(Dataset rows on where objects appear)
------------------------------------------------------------------------
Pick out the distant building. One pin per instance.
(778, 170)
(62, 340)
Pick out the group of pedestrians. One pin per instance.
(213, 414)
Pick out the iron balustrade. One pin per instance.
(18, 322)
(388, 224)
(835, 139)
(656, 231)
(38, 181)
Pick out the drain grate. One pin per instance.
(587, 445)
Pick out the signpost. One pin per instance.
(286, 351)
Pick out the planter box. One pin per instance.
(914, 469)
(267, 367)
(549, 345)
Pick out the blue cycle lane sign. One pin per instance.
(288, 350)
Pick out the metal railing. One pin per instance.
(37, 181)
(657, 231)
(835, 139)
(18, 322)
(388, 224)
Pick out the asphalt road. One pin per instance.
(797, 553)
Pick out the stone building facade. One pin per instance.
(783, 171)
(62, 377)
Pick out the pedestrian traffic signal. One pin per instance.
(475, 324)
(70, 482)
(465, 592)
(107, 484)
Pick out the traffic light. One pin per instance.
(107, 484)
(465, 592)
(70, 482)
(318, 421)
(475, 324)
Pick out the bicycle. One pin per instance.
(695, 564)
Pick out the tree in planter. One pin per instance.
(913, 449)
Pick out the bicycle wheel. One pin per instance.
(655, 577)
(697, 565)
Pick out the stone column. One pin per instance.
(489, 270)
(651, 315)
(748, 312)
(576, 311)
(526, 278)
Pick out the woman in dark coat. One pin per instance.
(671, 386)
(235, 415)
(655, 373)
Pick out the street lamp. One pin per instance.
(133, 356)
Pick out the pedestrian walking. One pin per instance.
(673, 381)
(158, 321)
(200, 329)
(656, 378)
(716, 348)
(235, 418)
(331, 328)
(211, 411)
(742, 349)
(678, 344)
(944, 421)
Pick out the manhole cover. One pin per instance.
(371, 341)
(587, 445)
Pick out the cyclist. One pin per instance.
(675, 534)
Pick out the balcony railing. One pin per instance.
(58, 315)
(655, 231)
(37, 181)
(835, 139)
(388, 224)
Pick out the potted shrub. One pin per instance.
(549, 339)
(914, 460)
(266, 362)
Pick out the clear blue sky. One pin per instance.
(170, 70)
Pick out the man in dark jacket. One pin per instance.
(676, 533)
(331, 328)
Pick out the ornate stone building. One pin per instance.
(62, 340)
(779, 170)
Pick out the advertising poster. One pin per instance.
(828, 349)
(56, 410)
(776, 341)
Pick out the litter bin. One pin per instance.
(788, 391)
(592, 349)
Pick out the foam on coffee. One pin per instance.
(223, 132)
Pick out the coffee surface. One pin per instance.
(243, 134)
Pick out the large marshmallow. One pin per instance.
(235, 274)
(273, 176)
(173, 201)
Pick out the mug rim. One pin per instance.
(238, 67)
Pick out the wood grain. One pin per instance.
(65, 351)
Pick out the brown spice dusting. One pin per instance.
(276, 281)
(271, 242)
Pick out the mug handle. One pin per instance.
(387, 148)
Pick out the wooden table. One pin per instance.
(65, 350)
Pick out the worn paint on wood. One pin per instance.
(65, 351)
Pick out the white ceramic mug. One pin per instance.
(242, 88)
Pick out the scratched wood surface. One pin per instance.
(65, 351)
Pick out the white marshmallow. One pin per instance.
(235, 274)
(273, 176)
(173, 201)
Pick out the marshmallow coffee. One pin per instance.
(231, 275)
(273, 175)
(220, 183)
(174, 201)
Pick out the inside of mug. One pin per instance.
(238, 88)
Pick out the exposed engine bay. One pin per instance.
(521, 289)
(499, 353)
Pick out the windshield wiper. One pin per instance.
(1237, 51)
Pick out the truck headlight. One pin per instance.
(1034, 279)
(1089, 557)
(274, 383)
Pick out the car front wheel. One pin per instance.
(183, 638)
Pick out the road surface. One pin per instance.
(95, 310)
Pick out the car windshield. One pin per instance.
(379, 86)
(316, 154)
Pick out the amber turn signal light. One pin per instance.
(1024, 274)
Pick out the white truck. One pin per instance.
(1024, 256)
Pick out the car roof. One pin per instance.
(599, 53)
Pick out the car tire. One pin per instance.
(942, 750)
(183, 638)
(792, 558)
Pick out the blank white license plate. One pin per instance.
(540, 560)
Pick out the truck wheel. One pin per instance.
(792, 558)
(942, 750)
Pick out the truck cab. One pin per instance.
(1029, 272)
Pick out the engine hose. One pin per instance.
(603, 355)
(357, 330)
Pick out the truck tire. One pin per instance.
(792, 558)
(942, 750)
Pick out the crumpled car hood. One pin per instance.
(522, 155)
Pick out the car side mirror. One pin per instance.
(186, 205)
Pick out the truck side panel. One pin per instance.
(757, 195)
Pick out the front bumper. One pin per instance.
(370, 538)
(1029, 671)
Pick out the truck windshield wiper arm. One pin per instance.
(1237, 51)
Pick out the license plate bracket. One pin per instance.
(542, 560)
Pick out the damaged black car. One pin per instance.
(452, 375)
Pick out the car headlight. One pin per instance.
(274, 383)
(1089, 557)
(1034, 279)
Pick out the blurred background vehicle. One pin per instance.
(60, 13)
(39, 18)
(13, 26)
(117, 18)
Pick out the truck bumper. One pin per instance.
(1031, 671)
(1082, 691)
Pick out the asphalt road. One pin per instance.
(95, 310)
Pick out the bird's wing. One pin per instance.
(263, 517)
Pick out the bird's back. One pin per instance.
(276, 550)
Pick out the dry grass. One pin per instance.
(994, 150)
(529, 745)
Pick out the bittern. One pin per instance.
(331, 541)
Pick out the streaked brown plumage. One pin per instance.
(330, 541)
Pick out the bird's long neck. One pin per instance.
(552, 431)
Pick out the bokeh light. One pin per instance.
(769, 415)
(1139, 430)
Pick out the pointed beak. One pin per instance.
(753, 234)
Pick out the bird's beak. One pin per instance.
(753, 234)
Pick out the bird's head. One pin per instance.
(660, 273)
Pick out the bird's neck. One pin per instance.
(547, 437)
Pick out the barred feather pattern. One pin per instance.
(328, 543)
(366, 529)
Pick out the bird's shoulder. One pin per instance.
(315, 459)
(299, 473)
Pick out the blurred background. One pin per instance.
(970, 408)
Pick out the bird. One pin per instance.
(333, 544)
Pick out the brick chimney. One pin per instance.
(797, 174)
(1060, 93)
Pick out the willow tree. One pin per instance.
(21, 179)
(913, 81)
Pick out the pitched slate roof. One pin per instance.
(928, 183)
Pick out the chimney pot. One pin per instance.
------------------------------------------------------------------------
• [EXERCISE PROMPT]
Please restate the data word for word, every record included.

• [FINISHED ANSWER]
Pick out the distant building. One pin per instance.
(778, 170)
(62, 340)
Pick out the group of pedestrians. One pin per instance.
(213, 414)
Pick out the iron balustrade. One pin per instance.
(18, 322)
(388, 224)
(835, 139)
(656, 231)
(38, 181)
Pick out the drain grate. One pin per instance.
(587, 445)
Pick out the signpost. One pin per instance.
(286, 351)
Pick out the planter box. One pin per instance.
(914, 469)
(267, 367)
(549, 345)
Pick out the blue cycle lane sign. One pin per instance.
(288, 350)
Pick out the metal railing. One pin per instance.
(37, 181)
(657, 231)
(835, 139)
(18, 322)
(388, 224)
Pick out the asphalt road. One pin per instance.
(797, 553)
Pick out the stone building facade. One pin per instance.
(783, 171)
(62, 377)
Pick out the pedestrian traffic signal. One pin per instance.
(475, 324)
(70, 482)
(465, 592)
(107, 484)
Pick out the traffic light. One pin per instance.
(107, 484)
(465, 592)
(70, 482)
(318, 421)
(475, 324)
Pick out the bicycle. One pin per instance.
(695, 564)
Pick out the tree in planter. One pin per instance.
(913, 449)
Pick out the bicycle wheel. One pin per instance.
(655, 577)
(697, 565)
Pick out the stone column. One pin per instance.
(489, 270)
(651, 315)
(748, 312)
(576, 311)
(526, 278)
Pick out the woman in dark coat. One pin per instance.
(671, 386)
(235, 415)
(655, 373)
Pick out the street lamp. One pin per instance.
(133, 356)
Pick out the pedestrian walking. One pin per instance.
(673, 381)
(158, 321)
(200, 329)
(656, 378)
(716, 348)
(235, 418)
(331, 328)
(211, 411)
(742, 349)
(678, 344)
(944, 421)
Pick out the manhole cover. One pin per instance.
(371, 341)
(587, 445)
Pick out the cyclist. One pin per instance.
(675, 534)
Pick out the balcony railing. One pin per instance.
(58, 315)
(655, 231)
(37, 181)
(835, 139)
(388, 224)
Pick out the potted shrub. One pin per instance.
(549, 339)
(914, 460)
(266, 362)
Pick out the clear blue sky. One pin per instance.
(170, 70)
Pick out the man in dark jacket. One pin per instance.
(676, 533)
(331, 328)
Pick out the ornate stone building. One pin per instance.
(62, 340)
(779, 170)
Pick out the advertising poster. One pin per instance.
(828, 349)
(56, 410)
(776, 341)
Pick out the litter bin. One pin per instance.
(788, 391)
(592, 349)
Pick out the foam on coffee. One pin per instance.
(223, 132)
Pick out the coffee surface. One pin per instance.
(243, 134)
Pick out the large marshmallow. One pin per instance.
(235, 274)
(273, 176)
(173, 201)
Pick out the mug rim. One pin per instance.
(238, 67)
Pick out the wood grain. One pin per instance.
(65, 351)
Pick out the brown spice dusting. One pin per instance.
(276, 281)
(271, 242)
Pick out the mug handle. One pin per instance.
(387, 148)
Pick out the wooden table. One pin per instance.
(65, 350)
Pick out the worn paint on wood. One pin per instance.
(65, 351)
Pick out the white ceramic mug. One pin per instance.
(242, 88)
Pick out the scratched wood surface. One pin per instance.
(65, 351)
Pick out the white marshmallow. One pin per instance.
(235, 274)
(273, 176)
(173, 201)
Pick out the marshmallow coffee. One pin per instance.
(231, 275)
(273, 175)
(220, 183)
(174, 201)
Pick out the inside of mug. One pin per instance.
(238, 88)
Pick out the exposed engine bay. One pin per instance.
(521, 289)
(499, 353)
Pick out the windshield wiper. One pin per instance.
(1237, 51)
Pick out the truck headlight. One pin per instance.
(1034, 279)
(1089, 557)
(274, 383)
Pick out the car front wheel. One pin per instance.
(183, 638)
Pick out the road surface. One pin per instance.
(95, 310)
Pick out the car windshield. One pin per instance.
(379, 86)
(316, 154)
Pick out the amber turn signal light. One pin per instance.
(1024, 274)
Pick out the white truck. One pin per instance.
(1024, 256)
Pick out the car roof. One pin per instance.
(599, 53)
Pick out the car tire. One pin per instance.
(942, 750)
(183, 638)
(792, 558)
Pick out the blank white license plate. One pin per instance.
(540, 560)
Pick out the truck wheel. One pin per instance.
(792, 558)
(942, 750)
Pick out the truck cab. One pin per instance.
(1029, 272)
Pick out the engine hose. One pin per instance.
(603, 355)
(357, 330)
Pick out the truck tire. One pin per instance.
(792, 558)
(942, 750)
Pick out the crumpled car hood. One pin per instance.
(522, 155)
Pick out the car side mirror. One pin per instance.
(186, 205)
Pick out the truck side panel. One pin per instance.
(757, 195)
Pick out the front bumper. One pin per instance.
(370, 538)
(1029, 671)
Pick out the truck windshield wiper arm. One pin per instance.
(1237, 51)
Pick out the license plate bracket. One pin per instance.
(542, 560)
Pick out the damaged black car. One pin per instance.
(452, 375)
Pick out the car headlight. One pin per instance.
(274, 383)
(1089, 557)
(1034, 279)
Pick out the blurred background vehicle. One pin per instance.
(60, 13)
(39, 18)
(13, 26)
(117, 18)
Pick out the truck bumper. One pin per instance.
(1031, 671)
(1082, 691)
Pick out the asphalt road. One pin per instance.
(95, 310)
Pick out the bird's wing. One pin per instance.
(263, 517)
Pick out the bird's back. One pin per instance.
(276, 550)
Pick out the dry grass. One pin per instance.
(994, 150)
(529, 745)
Pick out the bittern. One pin per instance.
(331, 541)
Pick out the streaked brown plumage. One pin per instance.
(330, 541)
Pick out the bird's long neck. One pin per instance.
(552, 431)
Pick out the bokeh light. One pin per instance.
(769, 415)
(1139, 430)
Pick out the pointed beak. One pin per instance.
(753, 234)
Pick out the bird's beak. One pin per instance.
(753, 234)
Pick out the bird's head. One pin per instance.
(660, 273)
Pick out the bird's neck. One pin per instance.
(547, 437)
Pick out the barred feather pattern. One pin per instance.
(328, 543)
(366, 529)
Pick out the bird's shoulder. One pin per instance.
(315, 459)
(299, 473)
Pick out the blurred background. One pin per instance.
(970, 408)
Pick out the bird. One pin per instance.
(333, 544)
Pick out the brick chimney. One pin per instance.
(797, 174)
(1060, 93)
Pick out the willow tree. One pin per instance.
(21, 179)
(913, 81)
Pick out the pitched slate roof. One pin per instance.
(928, 183)
Pick out the chimney pot. One pin per instance.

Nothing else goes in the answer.